■ **Problem to solve**
Write out the material below line for line, leaving every character unchanged.

### Recorded data

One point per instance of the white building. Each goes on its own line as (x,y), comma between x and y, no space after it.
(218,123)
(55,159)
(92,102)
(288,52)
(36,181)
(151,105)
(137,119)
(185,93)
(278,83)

######

■ **Output**
One point per instance of the white building. Each goes on its own line as (x,y), comma between x and y, no space after it.
(218,123)
(55,159)
(92,102)
(288,52)
(36,181)
(151,105)
(137,119)
(185,93)
(278,83)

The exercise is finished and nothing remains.